* _Recorded data_
+++

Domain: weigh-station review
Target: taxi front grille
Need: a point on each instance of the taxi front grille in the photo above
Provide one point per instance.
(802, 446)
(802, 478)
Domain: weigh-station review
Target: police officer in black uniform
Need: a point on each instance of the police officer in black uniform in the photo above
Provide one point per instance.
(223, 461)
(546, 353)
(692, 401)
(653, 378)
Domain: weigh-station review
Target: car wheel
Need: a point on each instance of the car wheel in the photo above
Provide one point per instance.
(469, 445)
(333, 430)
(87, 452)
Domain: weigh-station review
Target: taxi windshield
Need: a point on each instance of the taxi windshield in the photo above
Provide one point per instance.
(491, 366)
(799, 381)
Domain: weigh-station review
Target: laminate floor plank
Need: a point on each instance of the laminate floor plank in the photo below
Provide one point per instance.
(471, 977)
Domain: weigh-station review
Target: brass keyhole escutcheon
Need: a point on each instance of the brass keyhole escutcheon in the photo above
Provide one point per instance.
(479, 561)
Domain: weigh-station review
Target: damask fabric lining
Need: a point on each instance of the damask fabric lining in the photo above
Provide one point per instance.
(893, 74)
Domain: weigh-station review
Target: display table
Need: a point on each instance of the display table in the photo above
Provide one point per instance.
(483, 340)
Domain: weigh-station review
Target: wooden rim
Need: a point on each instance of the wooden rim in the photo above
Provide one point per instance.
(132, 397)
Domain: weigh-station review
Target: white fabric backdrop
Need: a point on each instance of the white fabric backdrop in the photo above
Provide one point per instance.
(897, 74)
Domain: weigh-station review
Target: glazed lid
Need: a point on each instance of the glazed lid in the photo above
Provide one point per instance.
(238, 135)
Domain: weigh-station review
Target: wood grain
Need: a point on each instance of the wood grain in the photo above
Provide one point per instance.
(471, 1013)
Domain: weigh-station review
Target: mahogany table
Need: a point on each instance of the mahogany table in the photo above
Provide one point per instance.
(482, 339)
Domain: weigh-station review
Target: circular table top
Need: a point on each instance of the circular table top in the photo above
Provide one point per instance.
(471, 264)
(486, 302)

+++

* _WHAT YOU HAVE TO DO_
Print the whole listing again, exactly.

* _WORKED ANSWER_
Domain: weigh-station review
Target: taxi front grille
Need: a point on each instance of the taxi front grille in the photo above
Provide one point per instance.
(802, 446)
(802, 478)
Domain: weigh-station review
Target: police officer in black uniform
Need: a point on each instance of the police officer in black uniform in the photo above
Provide one point per instance.
(223, 461)
(546, 353)
(692, 401)
(653, 378)
Domain: weigh-station review
Target: car wheel
Need: a point on each instance of the car wheel in the photo above
Provide one point per instance.
(469, 445)
(333, 430)
(87, 452)
Domain: weigh-station review
Target: taxi windshield
Need: a point on each instance of the taxi windshield in the photo above
Provide one point per instance.
(491, 366)
(799, 381)
Domain: weigh-station review
Target: laminate floor plank
Need: a point on each instance of the laminate floor plank in the photo below
Provide one point per instance.
(471, 977)
Domain: weigh-station review
Target: brass keyhole escutcheon
Need: a point on each instance of the brass keyhole escutcheon in the photo above
Provide one point per instance.
(479, 561)
Domain: weigh-station review
Target: damask fabric lining
Need: a point on each instance of the damask fabric lining in the photo above
Provide one point per instance.
(893, 74)
Domain: weigh-station review
Target: display table
Need: a point on each instance of the display table in the photo above
Provide one point per instance.
(483, 340)
Domain: weigh-station review
Target: wooden rim
Need: a point on each instance of the wooden rim in the photo above
Provide one point per instance.
(132, 397)
Domain: weigh-station review
Target: white fabric backdrop
Need: a point on each instance of the white fabric backdrop in the photo above
Provide one point per instance.
(897, 74)
Domain: weigh-station review
Target: glazed lid
Need: a point on each instance of the glazed lid in the photo above
Provide one point per instance.
(238, 135)
Domain: weigh-station review
Target: wood grain
Need: a point on each instance of the wood grain in the photo above
Provide one point per instance.
(471, 1013)
Domain: weigh-station review
Target: mahogany table
Need: a point on each instance of the mahogany table in the photo above
Provide one point per instance.
(482, 339)
Domain: weigh-station review
Target: circular table top
Need: a point on each instance of the circular table top in the photo above
Provide one point per instance.
(471, 264)
(486, 302)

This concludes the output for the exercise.